───── DATA LISTING ─────
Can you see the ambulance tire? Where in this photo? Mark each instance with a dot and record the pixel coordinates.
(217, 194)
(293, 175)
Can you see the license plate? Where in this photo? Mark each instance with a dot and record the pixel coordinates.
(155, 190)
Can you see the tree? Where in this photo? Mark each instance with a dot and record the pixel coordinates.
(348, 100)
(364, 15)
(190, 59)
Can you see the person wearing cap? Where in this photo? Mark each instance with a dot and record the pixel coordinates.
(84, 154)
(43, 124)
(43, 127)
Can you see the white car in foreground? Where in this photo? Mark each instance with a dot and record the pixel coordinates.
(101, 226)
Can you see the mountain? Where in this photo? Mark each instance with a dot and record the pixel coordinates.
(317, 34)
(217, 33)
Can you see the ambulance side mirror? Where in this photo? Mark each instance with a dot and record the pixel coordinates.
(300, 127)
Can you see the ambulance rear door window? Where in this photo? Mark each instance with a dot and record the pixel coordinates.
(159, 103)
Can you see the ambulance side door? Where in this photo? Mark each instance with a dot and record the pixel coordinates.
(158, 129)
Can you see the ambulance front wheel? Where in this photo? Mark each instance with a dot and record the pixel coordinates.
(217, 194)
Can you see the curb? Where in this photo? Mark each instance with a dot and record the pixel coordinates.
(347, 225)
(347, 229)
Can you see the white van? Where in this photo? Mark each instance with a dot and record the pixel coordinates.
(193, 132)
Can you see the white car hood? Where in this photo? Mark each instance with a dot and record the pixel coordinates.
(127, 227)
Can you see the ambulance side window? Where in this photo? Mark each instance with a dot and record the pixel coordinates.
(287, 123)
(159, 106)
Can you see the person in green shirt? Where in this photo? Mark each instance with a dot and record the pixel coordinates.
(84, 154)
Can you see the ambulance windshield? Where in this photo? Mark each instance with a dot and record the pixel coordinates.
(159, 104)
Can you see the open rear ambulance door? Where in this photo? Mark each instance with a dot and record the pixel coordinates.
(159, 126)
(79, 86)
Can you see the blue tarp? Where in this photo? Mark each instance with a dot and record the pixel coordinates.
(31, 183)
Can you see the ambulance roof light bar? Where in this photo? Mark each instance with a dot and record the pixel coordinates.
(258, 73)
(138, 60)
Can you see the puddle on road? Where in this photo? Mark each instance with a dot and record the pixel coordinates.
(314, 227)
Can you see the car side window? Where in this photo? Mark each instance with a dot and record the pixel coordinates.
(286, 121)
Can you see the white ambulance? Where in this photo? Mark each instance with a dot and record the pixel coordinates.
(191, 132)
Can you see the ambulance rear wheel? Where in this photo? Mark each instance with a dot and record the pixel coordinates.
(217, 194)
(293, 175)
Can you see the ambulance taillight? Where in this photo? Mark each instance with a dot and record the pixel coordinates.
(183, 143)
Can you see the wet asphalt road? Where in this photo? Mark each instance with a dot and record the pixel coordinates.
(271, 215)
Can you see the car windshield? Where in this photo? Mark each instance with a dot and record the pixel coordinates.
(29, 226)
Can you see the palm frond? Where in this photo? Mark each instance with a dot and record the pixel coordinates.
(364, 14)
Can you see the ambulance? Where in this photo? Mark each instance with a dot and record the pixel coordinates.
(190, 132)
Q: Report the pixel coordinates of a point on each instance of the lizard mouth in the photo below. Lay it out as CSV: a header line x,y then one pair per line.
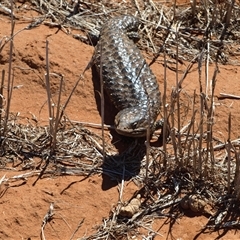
x,y
140,132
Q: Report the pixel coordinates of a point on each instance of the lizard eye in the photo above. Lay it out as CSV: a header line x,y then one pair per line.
x,y
134,125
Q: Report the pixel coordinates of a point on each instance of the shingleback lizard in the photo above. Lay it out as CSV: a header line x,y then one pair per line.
x,y
127,78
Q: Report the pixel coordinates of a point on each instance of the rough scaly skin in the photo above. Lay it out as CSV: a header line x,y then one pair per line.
x,y
127,78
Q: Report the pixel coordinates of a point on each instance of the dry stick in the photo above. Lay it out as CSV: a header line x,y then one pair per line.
x,y
193,6
46,219
10,76
193,135
78,226
237,175
229,151
211,120
227,17
57,117
201,112
102,103
226,95
47,78
1,102
178,101
165,111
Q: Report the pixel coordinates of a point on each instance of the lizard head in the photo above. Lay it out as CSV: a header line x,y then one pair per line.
x,y
132,122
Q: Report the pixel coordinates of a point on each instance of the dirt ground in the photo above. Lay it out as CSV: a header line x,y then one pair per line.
x,y
75,200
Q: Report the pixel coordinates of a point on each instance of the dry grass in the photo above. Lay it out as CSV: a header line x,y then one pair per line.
x,y
190,168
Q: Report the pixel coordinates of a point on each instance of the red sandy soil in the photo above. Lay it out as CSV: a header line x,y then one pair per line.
x,y
24,207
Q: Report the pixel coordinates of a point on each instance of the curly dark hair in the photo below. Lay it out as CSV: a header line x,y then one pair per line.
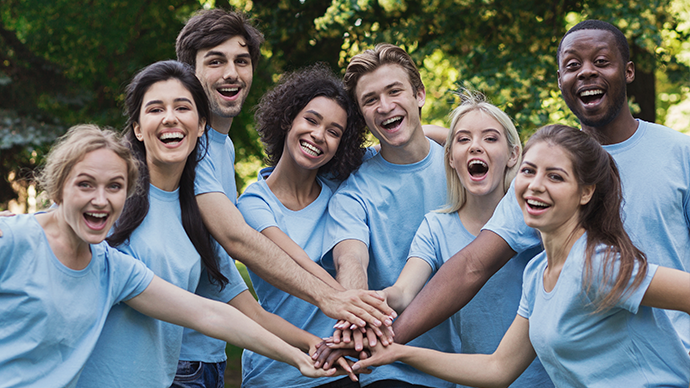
x,y
278,108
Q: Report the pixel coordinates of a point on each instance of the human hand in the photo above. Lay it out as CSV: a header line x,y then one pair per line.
x,y
359,307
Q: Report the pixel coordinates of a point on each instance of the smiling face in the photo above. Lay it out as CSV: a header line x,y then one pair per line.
x,y
168,125
390,106
94,194
547,189
592,76
226,73
480,154
315,134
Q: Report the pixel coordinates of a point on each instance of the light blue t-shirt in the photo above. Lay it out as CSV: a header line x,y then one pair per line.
x,y
52,315
482,323
654,165
214,173
261,209
135,350
626,346
382,205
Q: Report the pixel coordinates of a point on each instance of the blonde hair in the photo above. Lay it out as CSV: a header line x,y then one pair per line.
x,y
471,101
71,148
370,60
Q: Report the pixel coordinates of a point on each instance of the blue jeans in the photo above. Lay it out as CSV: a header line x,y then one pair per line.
x,y
197,374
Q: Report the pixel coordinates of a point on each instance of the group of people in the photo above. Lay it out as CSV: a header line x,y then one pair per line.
x,y
582,238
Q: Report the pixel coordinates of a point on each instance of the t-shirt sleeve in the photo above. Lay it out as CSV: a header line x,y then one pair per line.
x,y
509,223
424,246
347,220
206,180
255,210
130,276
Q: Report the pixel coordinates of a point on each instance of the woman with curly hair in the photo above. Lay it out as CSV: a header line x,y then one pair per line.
x,y
313,137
─────
◆ EXERCISE:
Return the records above exactly as written, but without any of the pictures.

◆ RESPONSE FOR THIS EXERCISE:
Can you see the ambulance tire? Where in this photo? Mark each instance with a dot and record the pixel coordinates.
(217, 194)
(293, 175)
Can you see the license plate? Where in this photo? Mark each instance with a dot and record the pixel coordinates.
(155, 190)
Can you see the tree? Where in this photo? Mark each instance with a dot and record the pixel coordinates.
(348, 100)
(364, 15)
(190, 59)
Can you see the person wearing cap? Where in this photo? Mark each instance with a dot and record the pixel coordinates.
(84, 154)
(43, 124)
(43, 127)
Can you see the white car in foreground? Where in this photo? Mark each instance with a dot and record the pixel coordinates.
(101, 226)
Can you see the mountain? Where in this photo? Mark each instance with a dot and record the pixel coordinates.
(317, 34)
(217, 33)
Can you see the ambulance side mirror? Where in this photo? Mark each instance with a dot and record the pixel coordinates.
(300, 127)
Can you see the ambulance rear door window? Where in this photo? Mark each instance with a dot and record the pixel coordinates.
(159, 103)
Can you see the ambulance side door? Where in this photo? Mark each instance with a dot and record the pixel coordinates.
(158, 129)
Can you see the ambulance front wheel? Where in this photo? Mark each instance with a dot and record the pixel coordinates.
(217, 194)
Can you see the curb? Where in this photo? Mark each instance with a dot and record the pixel coordinates.
(347, 225)
(347, 229)
Can you see the white van? Where in this photo? Mark each instance with a dot and record the pixel coordinates.
(193, 132)
Can you see the white car hood? Where in this photo? Mark each instance with a dot and record the pixel coordinates.
(127, 227)
Can you see the ambulance side window? Where in this photo? Mark each instance with a dot and record the pixel coordinates.
(287, 123)
(159, 106)
Can you see the person in green shirt? Where in this photo? Mark each instance with a dot and record the pixel coordinates.
(84, 154)
Can you see the ambulance windshield? Where in this photo? Mark each instance with a dot and record the pixel coordinates.
(159, 104)
Can you see the open rear ambulance door? Where in this photo? Mark each instance with a dot and record the pixel coordinates.
(159, 126)
(79, 86)
Can you see the blue tarp? Where in this photo? Mark each instance with a dot and record the pixel coordinates.
(31, 183)
Can you see the ambulance roof light bar? Where in this photo? Mark each instance with a dot and record the pixel coordinates.
(258, 73)
(138, 60)
Can you see the puddle on road? Where in this photo? Mark each instance with a dot and record the pixel coordinates.
(314, 227)
Can you see the car side window? Where in this photo? Mark each instance with a dot and record the pixel coordinates.
(286, 121)
Can you see the white ambulance? Where in this photo? Mark each instance with a dot and record the pixel coordinates.
(191, 132)
Can you see the ambulance rear wheel? Where in this photo? Mark each instance with a dot and record the pixel coordinates.
(217, 194)
(293, 175)
Can you see the ambulance taillight? Where in this photo? Mark each instance with a dot and record the pixel coordinates.
(183, 143)
Can you see the wet asphalt road? Where in this photo? Mark each instance with a dot and record the pixel coordinates.
(271, 215)
Can you see the car windshield? Where in this photo? Mark each instance with a dot and record the pixel coordinates.
(29, 226)
Can you see the palm frond? Where in this photo? Mark each instance with a dot and record the pixel coordinates.
(364, 14)
Can you see the ambulance? Where in this photo? Mark each instance with a dot and record the pixel coordinates.
(190, 132)
Q: Report the pixel coordinates of a point on each instance of the lizard mouth in the photo below. Lay it out as CSV: a header line x,y then one pair per line.
x,y
140,132
Q: Report the pixel coordinates of a point on each instance of the lizard eye in the photo above. Lay it out as CSV: a header line x,y then one pair per line.
x,y
134,125
Q: Report the pixel coordinates of a point on each instance of the shingleback lizard in the photo above. Lay it out as CSV: a header line x,y then one pair per line.
x,y
127,78
Q: Report the pixel coordinates of a point on each instance of the rough scaly skin in the photo above. Lay it out as CSV: a header line x,y then one pair per line.
x,y
127,78
Q: Report the pixel coordinates of a point on each instance of the dry stick in the photo above. Lay it out as CSV: a header line x,y then one pair per line.
x,y
193,6
46,219
10,76
193,135
78,226
237,175
229,151
211,120
227,17
57,117
201,112
102,103
226,95
47,78
1,102
178,101
165,111
Q: Report the pixel coordinates of a point on each instance of the lizard head in the photo above. Lay it out as CSV: a header line x,y then one pair per line.
x,y
132,122
Q: Report the pixel coordinates of a point on each instance of the dirt ground in the photo above. Lay it out as CSV: a header line x,y then one pair per line.
x,y
75,200
Q: Report the pixel coordinates of a point on each instance of the dry grass in the photo above. Lay it out as CSV: a header line x,y then one pair per line.
x,y
190,168
Q: Report the pixel coordinates of a point on each instance of the red sandy soil in the photo above. Lay it out as CSV: a header line x,y then one pair per line.
x,y
24,207
Q: Report the pixel coordinates of a point on each instance of the curly dark hair in the photo below. Lay it out as CSV: a header line x,y then one pair per line.
x,y
278,108
Q: Report the pixel coordinates of a point on each instance of the human hand in the photo above. Lay it out as CSV: a header line x,y then one pair per line.
x,y
359,307
Q: Report the pixel coordinates of a point on each instance of the smiling face in the photo above. Lay it out as CSV: a header line x,y then one pair per line.
x,y
168,125
390,106
94,194
547,189
592,76
226,73
480,154
315,134
Q: Report the pixel coordinates of a point on each instance of the light blue t-shirt in the photo above. Lay it out as CSV: a header line x,y then one pair per line.
x,y
52,315
482,323
654,165
214,173
261,209
135,350
626,346
382,205
Q: Report the pixel coordinates of a point on each instance of the blonde hair in the photo above. Lay it out as CSV: a header line x,y then one pair per line.
x,y
471,101
71,148
370,60
Q: Report the pixel coordinates of a point on each instance of the blue jeans in the photo above. Lay it out as CSV: a header line x,y then one pair per line.
x,y
197,374
Q: Report the pixel coordinates of a point on each instance of the group of people in the photo above. Lay it out as CSV: a header line x,y then one pair per line.
x,y
582,238
Q: Report the pixel coordinates of a point on each instance of the t-shirt sleeve in the photo above. Lay it out as CSV: a header line x,y then one pair per line.
x,y
509,223
424,246
347,220
206,180
255,210
130,276
Q: Report the pixel coordinates of a point on each instance of the woman with curly hair in the photo above. Lay it out as CSV: a header line x,y then one pair per line.
x,y
313,137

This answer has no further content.